SELECTED TEXT:
When I cracked the whip, they threatened to frustrate me. I sent unscrupulous stuff on forced leave, installed weighing and payment systems and they had to toe the line,” Kisia told People Daily.
But City Hall, which hosts Dandora landfill, is still entangled in deeply entrenched and web-threaded vicious cartels that include high-ranking politicians, State officials and lawyers have continued to call the shots.
Majorly, the well networked group fleecing public coffers through unverified and exaggerated garbage tonnage are said to be in full control of Procurement, Finance and the Audit departments at City Hall offices.
Presently, the Financial Reporting Centre (FRC) says it has unearthed a multi-billion-procurement fraud of garbage collection tenders in Nairobi involving several companies and at least eight county employees in dubious tenders, that also included supply Covid-19 related materials, and in which an elected Member of the County Assembly has been linked to.
A Yunis Ibrahim Khalif has been identified as the fulcrum in which the scam that involved tenders on garbage collection where street children are listed as the beneficiaries rotates.
A Ward Rep who is supposed to oversight the Executive on financial expenditure has been linked to the alleged scandal.
“The large cash declaration forms completed during withdrawals indicated the beneficiary of funds to be street boys employed to collect garbage,” FRC stated in an intelligence dissemination report dated November 17, and which has been forwarded to the Asset Recovery Authority for action.
According to FRC, Khalif and his business associates are suspected of using 10 entities related to them to receive millions of shillings from the Nairobi County Government and the Nairobi City County Alcoholics Drinks Control and Licensing Fund (NCCADCLF) for garbage collection services and supply of PPEs.
Flexilease, for instance, received in excess Sh982 million for garbage collection services rendered in the 2018/19 Financial Year.
Capital Waste Management received Sh58 million, Sifa Cleaning and Bins Services got Sh51.3 million while Asmara Ventures received Sh13.5 million for Covid-19 related supplies, Buko and Yassil developers got Sh4 million each.

GIVEN ENTRIES:
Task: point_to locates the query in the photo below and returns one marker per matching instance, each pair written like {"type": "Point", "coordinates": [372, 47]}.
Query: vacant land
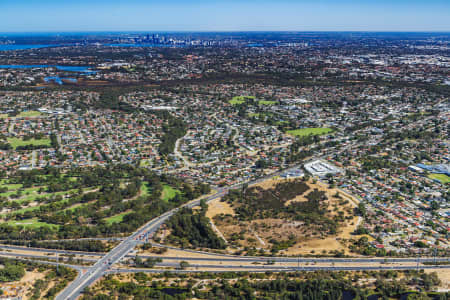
{"type": "Point", "coordinates": [28, 114]}
{"type": "Point", "coordinates": [117, 218]}
{"type": "Point", "coordinates": [267, 102]}
{"type": "Point", "coordinates": [309, 131]}
{"type": "Point", "coordinates": [444, 179]}
{"type": "Point", "coordinates": [16, 142]}
{"type": "Point", "coordinates": [280, 224]}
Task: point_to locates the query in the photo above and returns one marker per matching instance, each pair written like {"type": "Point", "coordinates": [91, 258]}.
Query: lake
{"type": "Point", "coordinates": [59, 80]}
{"type": "Point", "coordinates": [79, 69]}
{"type": "Point", "coordinates": [11, 47]}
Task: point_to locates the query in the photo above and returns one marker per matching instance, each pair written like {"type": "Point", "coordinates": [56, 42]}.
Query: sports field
{"type": "Point", "coordinates": [309, 131]}
{"type": "Point", "coordinates": [441, 177]}
{"type": "Point", "coordinates": [240, 99]}
{"type": "Point", "coordinates": [168, 192]}
{"type": "Point", "coordinates": [31, 223]}
{"type": "Point", "coordinates": [16, 142]}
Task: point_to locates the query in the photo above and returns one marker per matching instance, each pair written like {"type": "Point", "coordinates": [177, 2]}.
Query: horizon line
{"type": "Point", "coordinates": [228, 31]}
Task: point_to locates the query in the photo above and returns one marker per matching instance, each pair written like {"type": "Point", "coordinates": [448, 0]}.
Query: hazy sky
{"type": "Point", "coordinates": [223, 15]}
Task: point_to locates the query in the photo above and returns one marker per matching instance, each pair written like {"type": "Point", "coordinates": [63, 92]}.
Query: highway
{"type": "Point", "coordinates": [220, 257]}
{"type": "Point", "coordinates": [103, 265]}
{"type": "Point", "coordinates": [73, 290]}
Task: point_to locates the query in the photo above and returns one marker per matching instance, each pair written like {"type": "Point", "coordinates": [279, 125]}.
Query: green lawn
{"type": "Point", "coordinates": [31, 223]}
{"type": "Point", "coordinates": [309, 131]}
{"type": "Point", "coordinates": [116, 218]}
{"type": "Point", "coordinates": [168, 192]}
{"type": "Point", "coordinates": [145, 163]}
{"type": "Point", "coordinates": [15, 142]}
{"type": "Point", "coordinates": [240, 99]}
{"type": "Point", "coordinates": [266, 102]}
{"type": "Point", "coordinates": [144, 189]}
{"type": "Point", "coordinates": [444, 179]}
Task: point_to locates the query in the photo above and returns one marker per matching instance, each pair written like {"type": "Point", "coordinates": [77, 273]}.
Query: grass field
{"type": "Point", "coordinates": [145, 163]}
{"type": "Point", "coordinates": [441, 177]}
{"type": "Point", "coordinates": [31, 223]}
{"type": "Point", "coordinates": [15, 142]}
{"type": "Point", "coordinates": [117, 218]}
{"type": "Point", "coordinates": [240, 99]}
{"type": "Point", "coordinates": [168, 193]}
{"type": "Point", "coordinates": [266, 102]}
{"type": "Point", "coordinates": [144, 189]}
{"type": "Point", "coordinates": [309, 131]}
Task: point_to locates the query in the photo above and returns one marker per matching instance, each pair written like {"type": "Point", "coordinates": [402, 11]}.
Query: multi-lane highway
{"type": "Point", "coordinates": [115, 255]}
{"type": "Point", "coordinates": [104, 263]}
{"type": "Point", "coordinates": [212, 257]}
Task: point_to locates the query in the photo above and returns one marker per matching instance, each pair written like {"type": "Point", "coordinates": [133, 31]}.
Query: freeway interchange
{"type": "Point", "coordinates": [103, 262]}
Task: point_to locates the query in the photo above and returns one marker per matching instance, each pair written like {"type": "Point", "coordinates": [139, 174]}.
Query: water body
{"type": "Point", "coordinates": [59, 80]}
{"type": "Point", "coordinates": [78, 69]}
{"type": "Point", "coordinates": [143, 45]}
{"type": "Point", "coordinates": [13, 47]}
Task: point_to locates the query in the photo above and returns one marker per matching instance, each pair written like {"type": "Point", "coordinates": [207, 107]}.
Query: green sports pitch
{"type": "Point", "coordinates": [309, 131]}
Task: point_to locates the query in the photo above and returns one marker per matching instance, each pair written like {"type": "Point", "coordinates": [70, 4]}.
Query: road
{"type": "Point", "coordinates": [73, 290]}
{"type": "Point", "coordinates": [103, 265]}
{"type": "Point", "coordinates": [213, 257]}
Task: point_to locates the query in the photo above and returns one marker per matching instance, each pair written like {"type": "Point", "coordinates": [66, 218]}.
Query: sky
{"type": "Point", "coordinates": [224, 15]}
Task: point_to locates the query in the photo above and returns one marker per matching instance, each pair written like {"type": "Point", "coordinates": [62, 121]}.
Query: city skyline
{"type": "Point", "coordinates": [200, 15]}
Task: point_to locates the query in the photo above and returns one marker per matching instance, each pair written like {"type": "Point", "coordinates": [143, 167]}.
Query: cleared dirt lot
{"type": "Point", "coordinates": [258, 233]}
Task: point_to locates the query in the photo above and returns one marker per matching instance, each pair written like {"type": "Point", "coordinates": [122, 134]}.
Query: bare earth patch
{"type": "Point", "coordinates": [258, 233]}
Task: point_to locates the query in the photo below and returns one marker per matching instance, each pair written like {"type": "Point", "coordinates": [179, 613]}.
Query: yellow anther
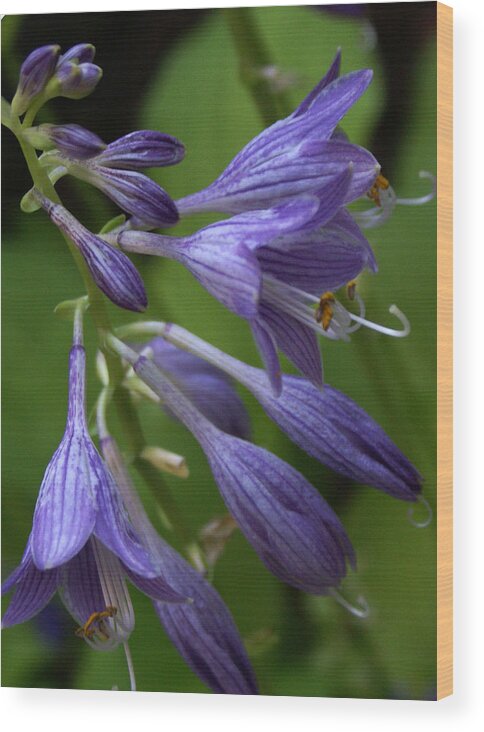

REQUIRED TASKS:
#1 Answer these from the text on Nairobi garbage tenders above:
(a) Which departments at City Hall is the well networked group said to control?
(b) What date does the FRC intelligence dissemination report carry?
(c) How much did Flexilease receive for garbage collection services in the 2018/19 Financial Year?
#2 Decide whether each statement agrees with the text on Nairobi garbage tenders. Answer yes or no and quote the words of the text that decide it.
(a) Capital Waste Management received Sh58 million.
(b) The fraud involves at least ten county employees.
(c) The FRC report has been forwarded to the Asset Recovery Authority.

ANSWERS TO THE EXERCISE:
#1
(a) Procurement, Finance and the Audit departments
(b) November 17
(c) In excess of Sh982 million

#2
(a) Yes: "Capital Waste Management received Sh58 million"
(b) No: "at least eight county employees"
(c) Yes: "which has been forwarded to the Asset Recovery Authority for action"